### Given information
+---+

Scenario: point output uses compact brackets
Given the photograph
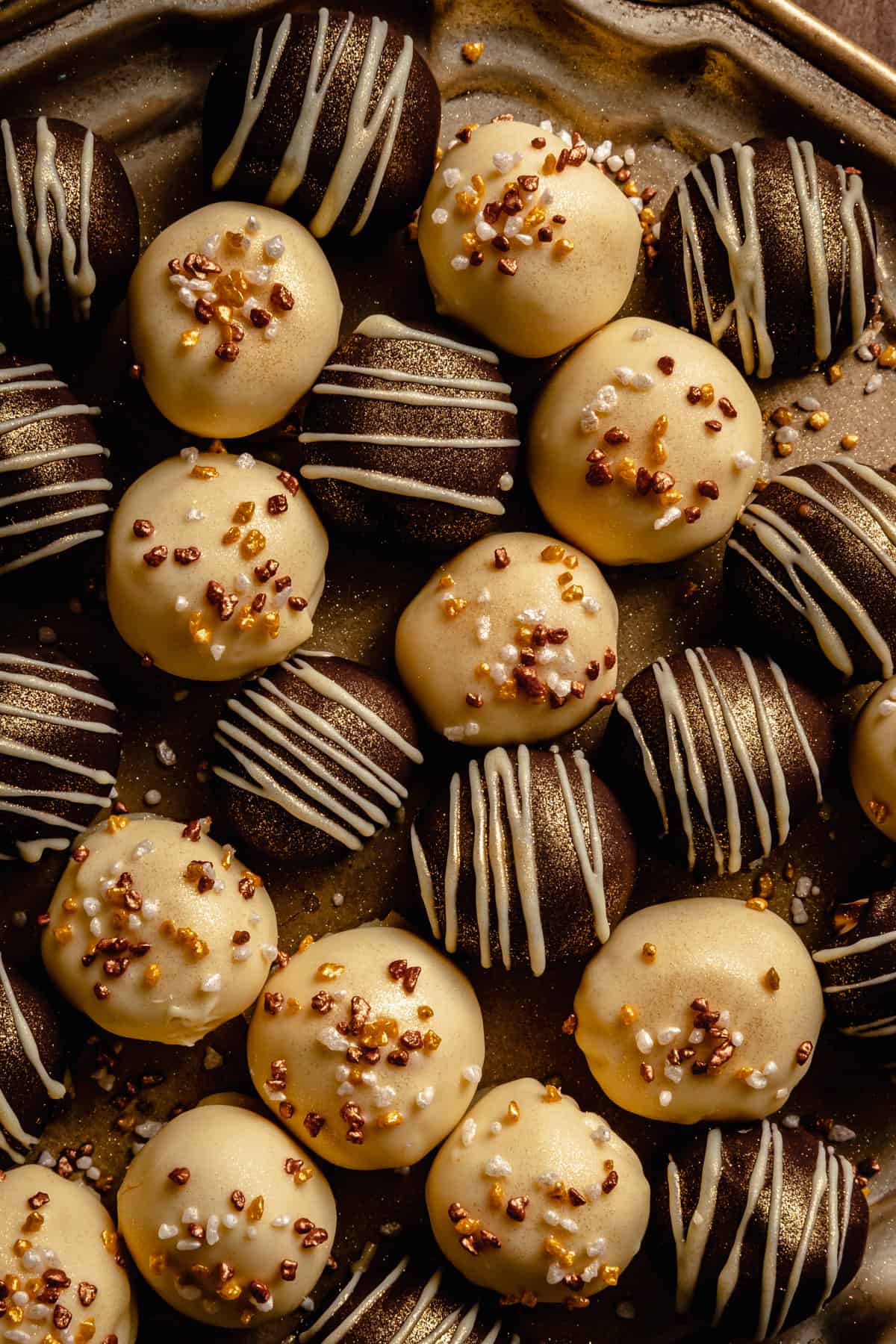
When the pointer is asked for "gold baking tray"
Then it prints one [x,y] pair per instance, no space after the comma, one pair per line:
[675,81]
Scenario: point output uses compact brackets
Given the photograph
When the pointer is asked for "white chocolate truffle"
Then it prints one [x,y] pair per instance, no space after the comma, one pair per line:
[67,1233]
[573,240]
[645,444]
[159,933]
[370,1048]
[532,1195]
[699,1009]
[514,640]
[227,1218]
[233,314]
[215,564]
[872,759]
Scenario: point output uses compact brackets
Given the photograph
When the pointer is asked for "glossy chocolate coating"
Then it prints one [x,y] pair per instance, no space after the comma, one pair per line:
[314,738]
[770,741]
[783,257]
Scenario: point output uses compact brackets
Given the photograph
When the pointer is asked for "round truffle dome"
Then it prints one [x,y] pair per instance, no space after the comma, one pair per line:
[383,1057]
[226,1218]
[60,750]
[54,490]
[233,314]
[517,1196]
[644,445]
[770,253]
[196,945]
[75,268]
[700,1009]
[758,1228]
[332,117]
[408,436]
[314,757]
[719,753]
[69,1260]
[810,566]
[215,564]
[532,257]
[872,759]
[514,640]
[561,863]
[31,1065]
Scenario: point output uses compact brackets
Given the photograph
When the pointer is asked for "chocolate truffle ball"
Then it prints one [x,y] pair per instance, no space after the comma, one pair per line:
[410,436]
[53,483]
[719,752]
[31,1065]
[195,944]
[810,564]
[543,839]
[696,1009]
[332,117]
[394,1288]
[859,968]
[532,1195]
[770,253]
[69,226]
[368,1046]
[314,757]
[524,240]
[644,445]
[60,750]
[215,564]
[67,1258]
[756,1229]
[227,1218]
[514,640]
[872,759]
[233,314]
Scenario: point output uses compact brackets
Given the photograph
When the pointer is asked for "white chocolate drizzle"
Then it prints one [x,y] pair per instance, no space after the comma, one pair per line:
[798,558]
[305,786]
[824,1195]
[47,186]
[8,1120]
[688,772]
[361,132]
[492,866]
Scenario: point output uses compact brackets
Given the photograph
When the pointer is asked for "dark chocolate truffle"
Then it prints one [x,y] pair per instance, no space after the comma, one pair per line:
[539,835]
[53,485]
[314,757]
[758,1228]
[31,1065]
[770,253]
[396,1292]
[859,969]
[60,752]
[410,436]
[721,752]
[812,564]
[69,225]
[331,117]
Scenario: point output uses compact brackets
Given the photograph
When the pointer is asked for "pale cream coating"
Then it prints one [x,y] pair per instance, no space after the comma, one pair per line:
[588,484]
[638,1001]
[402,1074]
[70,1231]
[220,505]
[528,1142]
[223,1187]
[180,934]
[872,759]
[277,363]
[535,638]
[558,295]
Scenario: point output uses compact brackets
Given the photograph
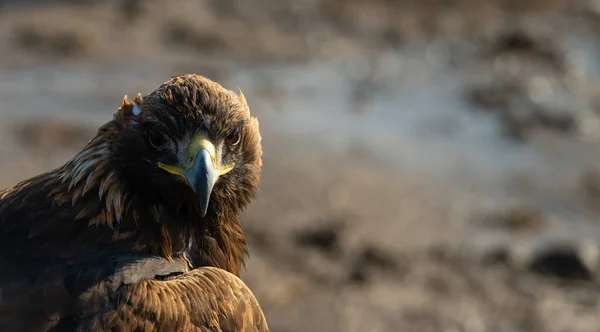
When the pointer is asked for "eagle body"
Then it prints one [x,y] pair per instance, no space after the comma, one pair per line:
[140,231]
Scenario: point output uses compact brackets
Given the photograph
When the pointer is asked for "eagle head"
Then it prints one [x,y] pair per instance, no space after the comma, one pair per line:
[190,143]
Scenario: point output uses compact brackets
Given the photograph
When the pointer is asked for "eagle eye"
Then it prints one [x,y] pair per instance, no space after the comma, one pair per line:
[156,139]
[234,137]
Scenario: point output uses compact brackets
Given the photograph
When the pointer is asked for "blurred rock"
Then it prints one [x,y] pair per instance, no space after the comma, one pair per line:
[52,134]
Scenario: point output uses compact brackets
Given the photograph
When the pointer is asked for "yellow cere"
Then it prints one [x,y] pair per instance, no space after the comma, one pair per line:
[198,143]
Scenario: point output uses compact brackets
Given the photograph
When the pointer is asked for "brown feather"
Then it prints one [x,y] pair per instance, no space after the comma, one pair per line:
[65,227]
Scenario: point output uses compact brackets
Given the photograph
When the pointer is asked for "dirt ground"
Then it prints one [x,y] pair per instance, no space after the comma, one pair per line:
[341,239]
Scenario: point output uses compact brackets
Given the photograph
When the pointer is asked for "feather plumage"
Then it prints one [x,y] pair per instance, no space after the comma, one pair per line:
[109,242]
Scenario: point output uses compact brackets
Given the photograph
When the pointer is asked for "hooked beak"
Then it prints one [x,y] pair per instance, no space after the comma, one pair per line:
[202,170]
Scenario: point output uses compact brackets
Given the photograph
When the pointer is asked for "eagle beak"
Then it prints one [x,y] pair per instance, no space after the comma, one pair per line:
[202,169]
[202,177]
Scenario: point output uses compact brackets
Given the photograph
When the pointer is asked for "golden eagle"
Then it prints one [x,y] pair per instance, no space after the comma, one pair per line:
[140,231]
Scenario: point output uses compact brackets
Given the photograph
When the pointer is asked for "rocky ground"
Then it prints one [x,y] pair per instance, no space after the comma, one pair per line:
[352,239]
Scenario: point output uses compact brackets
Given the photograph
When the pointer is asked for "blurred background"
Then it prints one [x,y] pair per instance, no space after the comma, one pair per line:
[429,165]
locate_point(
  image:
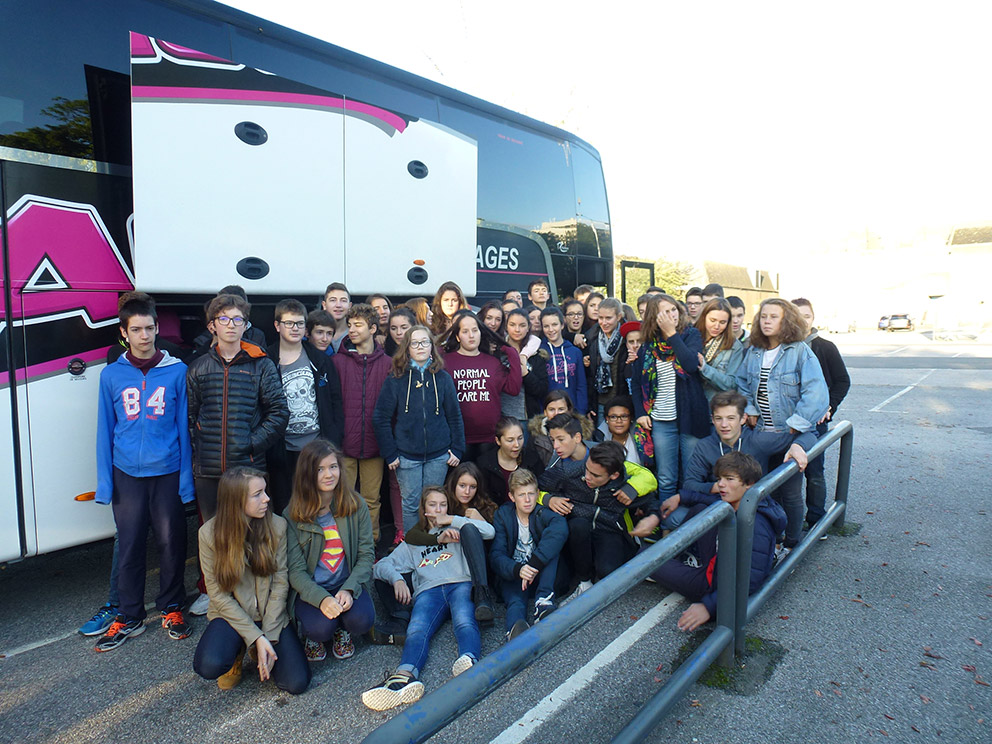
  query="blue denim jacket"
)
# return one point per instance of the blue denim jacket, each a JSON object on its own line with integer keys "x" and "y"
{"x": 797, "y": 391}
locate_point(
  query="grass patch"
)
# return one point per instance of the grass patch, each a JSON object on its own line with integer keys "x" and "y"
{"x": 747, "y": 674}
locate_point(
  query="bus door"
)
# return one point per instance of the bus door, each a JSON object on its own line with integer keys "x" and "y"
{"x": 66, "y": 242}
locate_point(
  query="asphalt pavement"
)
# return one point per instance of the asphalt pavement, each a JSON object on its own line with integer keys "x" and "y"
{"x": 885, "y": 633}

+---+

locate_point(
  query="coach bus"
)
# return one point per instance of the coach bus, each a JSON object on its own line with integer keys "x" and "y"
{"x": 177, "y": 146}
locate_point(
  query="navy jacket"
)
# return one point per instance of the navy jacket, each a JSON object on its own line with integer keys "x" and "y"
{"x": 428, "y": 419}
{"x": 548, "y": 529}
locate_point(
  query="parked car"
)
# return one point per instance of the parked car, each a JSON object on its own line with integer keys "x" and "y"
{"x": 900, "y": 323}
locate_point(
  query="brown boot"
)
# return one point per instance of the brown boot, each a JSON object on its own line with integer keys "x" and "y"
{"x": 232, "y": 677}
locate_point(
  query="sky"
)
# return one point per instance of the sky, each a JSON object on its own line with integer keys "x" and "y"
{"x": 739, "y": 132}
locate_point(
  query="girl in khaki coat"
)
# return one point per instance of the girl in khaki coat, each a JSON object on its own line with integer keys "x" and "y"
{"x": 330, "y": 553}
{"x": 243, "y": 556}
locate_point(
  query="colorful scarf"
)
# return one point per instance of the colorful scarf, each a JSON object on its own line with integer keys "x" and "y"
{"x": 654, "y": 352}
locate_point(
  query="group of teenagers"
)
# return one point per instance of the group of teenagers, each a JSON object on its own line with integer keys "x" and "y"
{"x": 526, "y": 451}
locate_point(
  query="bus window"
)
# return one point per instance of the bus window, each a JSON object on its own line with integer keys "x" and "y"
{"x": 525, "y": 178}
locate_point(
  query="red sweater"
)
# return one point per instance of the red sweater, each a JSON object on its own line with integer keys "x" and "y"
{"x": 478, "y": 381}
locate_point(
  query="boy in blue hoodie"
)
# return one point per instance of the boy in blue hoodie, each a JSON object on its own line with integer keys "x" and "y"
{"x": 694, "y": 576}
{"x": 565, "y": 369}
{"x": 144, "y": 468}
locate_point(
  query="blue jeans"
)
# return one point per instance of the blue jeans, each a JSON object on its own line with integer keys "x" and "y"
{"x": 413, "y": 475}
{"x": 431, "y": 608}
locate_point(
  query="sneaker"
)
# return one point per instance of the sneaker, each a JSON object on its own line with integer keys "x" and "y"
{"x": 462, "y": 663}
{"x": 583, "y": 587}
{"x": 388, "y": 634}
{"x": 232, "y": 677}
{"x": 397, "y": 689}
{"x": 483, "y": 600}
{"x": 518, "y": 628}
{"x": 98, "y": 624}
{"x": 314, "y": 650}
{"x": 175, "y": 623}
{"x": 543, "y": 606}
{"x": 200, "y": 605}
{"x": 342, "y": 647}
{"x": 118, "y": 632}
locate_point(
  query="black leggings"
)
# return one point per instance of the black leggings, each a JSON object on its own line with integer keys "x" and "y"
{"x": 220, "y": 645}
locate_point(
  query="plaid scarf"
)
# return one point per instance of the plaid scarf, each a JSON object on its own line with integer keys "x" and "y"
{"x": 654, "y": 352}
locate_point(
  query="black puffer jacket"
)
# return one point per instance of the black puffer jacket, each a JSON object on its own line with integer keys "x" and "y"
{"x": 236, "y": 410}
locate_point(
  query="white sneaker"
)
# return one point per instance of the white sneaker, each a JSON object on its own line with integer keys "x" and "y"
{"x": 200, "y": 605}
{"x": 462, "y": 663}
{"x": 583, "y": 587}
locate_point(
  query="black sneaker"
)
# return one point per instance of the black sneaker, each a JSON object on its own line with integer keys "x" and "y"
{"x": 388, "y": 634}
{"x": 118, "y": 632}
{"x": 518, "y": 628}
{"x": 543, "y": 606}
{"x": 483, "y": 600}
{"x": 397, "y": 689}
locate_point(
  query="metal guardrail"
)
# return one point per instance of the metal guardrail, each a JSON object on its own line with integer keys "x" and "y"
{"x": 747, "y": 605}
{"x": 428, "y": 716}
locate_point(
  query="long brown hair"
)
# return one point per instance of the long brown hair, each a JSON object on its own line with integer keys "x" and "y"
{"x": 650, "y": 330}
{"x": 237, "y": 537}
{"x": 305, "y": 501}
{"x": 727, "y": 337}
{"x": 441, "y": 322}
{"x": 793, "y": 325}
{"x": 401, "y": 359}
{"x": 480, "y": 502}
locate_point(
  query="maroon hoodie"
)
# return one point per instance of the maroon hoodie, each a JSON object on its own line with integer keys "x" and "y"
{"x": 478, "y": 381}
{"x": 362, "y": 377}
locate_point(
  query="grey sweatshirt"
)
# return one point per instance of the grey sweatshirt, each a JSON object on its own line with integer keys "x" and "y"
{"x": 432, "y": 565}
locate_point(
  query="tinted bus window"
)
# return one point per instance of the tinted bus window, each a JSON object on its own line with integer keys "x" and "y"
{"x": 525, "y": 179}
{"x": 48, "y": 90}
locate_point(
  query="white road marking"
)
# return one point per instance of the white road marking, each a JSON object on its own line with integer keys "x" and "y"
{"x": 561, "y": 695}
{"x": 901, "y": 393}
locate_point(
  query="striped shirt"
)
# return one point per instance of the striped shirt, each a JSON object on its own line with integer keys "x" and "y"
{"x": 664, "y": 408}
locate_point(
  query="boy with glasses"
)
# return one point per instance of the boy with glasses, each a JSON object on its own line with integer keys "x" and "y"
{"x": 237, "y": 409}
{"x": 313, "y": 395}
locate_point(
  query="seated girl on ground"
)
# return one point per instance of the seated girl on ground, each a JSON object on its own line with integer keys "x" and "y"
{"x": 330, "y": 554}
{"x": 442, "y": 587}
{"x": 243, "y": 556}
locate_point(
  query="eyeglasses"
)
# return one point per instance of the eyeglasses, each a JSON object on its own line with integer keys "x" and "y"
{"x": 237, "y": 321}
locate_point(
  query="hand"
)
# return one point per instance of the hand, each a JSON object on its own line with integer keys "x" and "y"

+---+

### Task prompt
Work through the entries, filtering for the string "coating", and copy each line that holds it.

### Solution to the problem
When the pointer is asked for "glossy chocolate coating"
When the pointer is asked for "pale cream coating"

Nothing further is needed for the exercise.